-- Selected extract follows --

The Nation discussed the Unitary Plan
On Saturday TV3’s The Nation had a segment on the Unitary Plan as the Councillors approach decision making time in just over a week’s time.
Below is the transcript of the Unitary Plan debate with the Storify version at the bottom.
On The Nation: Unitary Plan debate
Saturday, 30 July, 2016 – 13:11
On The Nation: Unitary Plan debate
Youtube clips from the show are available here: https://www.youtube.com/channel/UCz0MB0iTsElH5b9c7zuGvsA
The Property Institute says the majority of new buildings under the Unitary Plan will be apartments, and there will be enough demand for them.
Architectural critic Tommy Honey says high density housing can be made well, but the Property Institute chief executive Ashley Church says apartments will still be made cheaply if people are willing to buy them.
Youth representative Flora Apulu says what young people need is more affordable options, but Church says a requirement for affordable housing in the Unitary Plan would be unworkable.
Lisa Owen: Well, it’s the final countdown for a plan that will change the face of Auckland. This week, the Independent Hearings Panel issued its blueprint for Auckland’s future, going far beyond the draft unitary plan submitted by the council. It’s supposed to help cool the housing crisis by increasing supply and intensifying the central suburbs, allowing for 420,000 more houses to be built. But will it work? Well, I’m joined by Flora Apulu from the council’s Youth Advisory Panel, chief executive of The Property Institute Ashley Church, Sally Hughes from The Character Coalition and architectural critic Tommy Honey. Tommy, if I can come to you first – what’s the biggest plus or minus do you think in this plan?
Tommy Honey: Well, the biggest plus I think is its ambition, and it’s very bold, and it’s gone, as you say, further than other people thought, but I think it will give choice about where intensity occurs rather than the intensity being crammed into very restricted areas as the previous plan had.
Sally, big and bold, is it? Or…?
Sally Hughes: Yes. The Character Coalition has never been opposed to intensification. We’ve never said no to that. But what we wanted was a say in where that intensification happened to avoid the unnecessary destruction of our finite historical character heritage areas.

-- Selected extract concluded --
-- Extracted information follows --

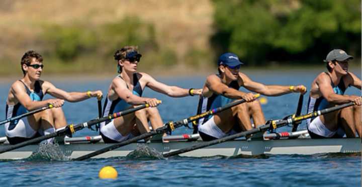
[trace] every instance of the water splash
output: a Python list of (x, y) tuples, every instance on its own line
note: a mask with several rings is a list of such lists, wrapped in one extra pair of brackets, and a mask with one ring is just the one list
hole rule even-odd
[(27, 160), (68, 161), (69, 158), (64, 155), (57, 143), (41, 143), (38, 149), (28, 158)]
[(140, 144), (133, 151), (126, 156), (132, 159), (164, 159), (161, 153), (146, 145)]

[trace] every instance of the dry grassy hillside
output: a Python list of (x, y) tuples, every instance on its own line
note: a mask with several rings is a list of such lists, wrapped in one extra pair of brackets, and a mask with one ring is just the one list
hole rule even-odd
[(81, 23), (97, 27), (137, 16), (154, 26), (158, 44), (182, 62), (190, 48), (209, 49), (213, 8), (208, 0), (0, 1), (0, 62), (19, 63), (24, 51), (46, 51), (43, 27)]

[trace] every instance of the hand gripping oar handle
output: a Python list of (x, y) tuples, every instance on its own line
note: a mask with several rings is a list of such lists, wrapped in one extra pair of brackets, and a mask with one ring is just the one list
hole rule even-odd
[[(102, 118), (102, 98), (98, 98), (98, 100), (97, 101), (97, 104), (98, 105), (98, 117), (99, 118)], [(101, 126), (101, 124), (98, 123), (96, 126), (96, 130), (98, 131), (98, 130), (100, 129), (100, 127)]]
[[(258, 98), (260, 96), (259, 94), (256, 94), (254, 96), (254, 97), (255, 98)], [(184, 120), (182, 120), (178, 121), (177, 121), (176, 122), (173, 122), (172, 121), (169, 121), (165, 125), (162, 127), (160, 127), (154, 131), (151, 131), (151, 132), (149, 132), (147, 133), (144, 133), (143, 134), (141, 134), (141, 135), (132, 138), (130, 139), (127, 140), (126, 141), (122, 141), (120, 143), (117, 143), (115, 144), (114, 144), (113, 145), (112, 145), (111, 146), (105, 147), (103, 149), (101, 149), (98, 151), (92, 152), (90, 153), (83, 155), (82, 156), (79, 157), (78, 158), (76, 158), (74, 159), (75, 160), (83, 160), (87, 158), (89, 158), (91, 157), (93, 157), (95, 156), (97, 156), (98, 155), (100, 155), (102, 153), (104, 153), (105, 152), (112, 151), (112, 150), (116, 149), (118, 148), (128, 145), (130, 143), (136, 142), (139, 140), (141, 140), (142, 139), (148, 138), (150, 136), (164, 133), (167, 131), (173, 131), (175, 129), (178, 128), (179, 127), (181, 127), (182, 126), (187, 125), (189, 123), (190, 123), (191, 122), (193, 122), (195, 120), (199, 120), (200, 119), (204, 118), (205, 117), (215, 114), (216, 113), (218, 113), (220, 112), (222, 112), (223, 111), (224, 111), (227, 109), (229, 109), (231, 107), (235, 106), (236, 105), (241, 104), (243, 103), (244, 103), (245, 101), (244, 100), (240, 100), (237, 101), (236, 102), (234, 102), (232, 103), (229, 103), (228, 104), (226, 104), (223, 107), (219, 107), (216, 109), (214, 109), (213, 110), (210, 110), (209, 111), (206, 112), (204, 113), (200, 114), (198, 115), (195, 115), (191, 117), (189, 117), (188, 118), (185, 119)]]
[[(295, 116), (299, 116), (302, 114), (302, 108), (303, 107), (303, 102), (304, 94), (301, 94), (299, 96), (299, 100), (298, 100), (298, 104), (297, 107), (297, 112), (296, 112)], [(293, 123), (293, 128), (292, 129), (292, 132), (297, 131), (298, 129), (298, 126), (300, 123)]]
[(27, 117), (27, 116), (30, 116), (30, 115), (33, 115), (33, 114), (34, 114), (37, 113), (38, 113), (38, 112), (42, 112), (42, 111), (44, 111), (44, 110), (47, 110), (47, 109), (51, 109), (51, 108), (53, 108), (53, 105), (48, 105), (48, 106), (46, 106), (46, 107), (42, 107), (42, 108), (40, 108), (40, 109), (37, 109), (37, 110), (34, 110), (34, 111), (30, 111), (30, 112), (28, 112), (28, 113), (27, 113), (23, 114), (22, 114), (21, 115), (19, 115), (19, 116), (16, 116), (16, 117), (13, 117), (13, 118), (9, 118), (9, 119), (7, 119), (7, 120), (5, 120), (2, 121), (0, 122), (0, 125), (5, 124), (6, 124), (6, 123), (8, 123), (8, 122), (11, 122), (11, 121), (14, 121), (14, 120), (18, 120), (18, 119), (19, 119), (23, 118), (24, 118), (24, 117)]
[(31, 140), (26, 141), (25, 142), (23, 142), (15, 145), (11, 145), (4, 149), (0, 149), (0, 153), (10, 151), (12, 150), (16, 149), (28, 145), (38, 143), (43, 140), (45, 140), (49, 138), (54, 138), (57, 136), (65, 135), (69, 134), (72, 134), (75, 132), (75, 131), (82, 129), (84, 128), (90, 127), (99, 123), (119, 118), (121, 116), (125, 116), (127, 114), (134, 113), (138, 110), (143, 109), (147, 107), (149, 107), (149, 105), (148, 104), (144, 104), (139, 106), (138, 107), (135, 107), (134, 108), (116, 113), (108, 116), (105, 116), (101, 118), (97, 118), (96, 119), (92, 120), (84, 123), (79, 123), (76, 125), (69, 125), (65, 127), (64, 129), (57, 131), (55, 132), (50, 133), (45, 136), (42, 136), (37, 138), (33, 138)]
[(201, 143), (200, 144), (194, 145), (193, 146), (187, 147), (185, 149), (179, 149), (177, 151), (170, 152), (167, 153), (163, 154), (163, 156), (165, 157), (168, 157), (171, 156), (176, 155), (182, 153), (184, 153), (187, 152), (191, 151), (195, 149), (198, 149), (206, 147), (208, 147), (213, 145), (219, 144), (220, 143), (224, 142), (227, 141), (232, 140), (235, 138), (240, 138), (242, 137), (245, 137), (248, 135), (250, 135), (253, 134), (258, 133), (259, 132), (264, 132), (270, 128), (276, 129), (279, 127), (281, 127), (287, 125), (288, 124), (291, 124), (294, 122), (297, 122), (302, 120), (306, 120), (309, 118), (317, 117), (320, 115), (322, 115), (325, 114), (329, 113), (332, 112), (338, 111), (343, 108), (350, 107), (354, 105), (354, 103), (351, 102), (345, 104), (337, 106), (336, 107), (331, 107), (329, 108), (323, 109), (320, 111), (314, 112), (312, 113), (308, 114), (305, 115), (302, 115), (298, 117), (296, 117), (292, 119), (288, 119), (287, 120), (280, 120), (280, 121), (272, 121), (269, 124), (265, 124), (259, 126), (258, 127), (249, 130), (248, 131), (242, 132), (239, 133), (235, 134), (232, 135), (226, 136), (223, 138), (218, 139), (217, 140), (210, 141), (209, 142), (205, 142)]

-- Extracted information concluded --

* _Exercise goal_: Put this sentence from the Unitary Plan debate into Spanish: "The Property Institute says the majority of new buildings under the Unitary Plan will be apartments, and there will be enough demand for them."

* _Result below_: El Property Institute afirma que la mayoría de los nuevos edificios contemplados en el Unitary Plan serán apartamentos, y que habrá suficiente demanda para ellos.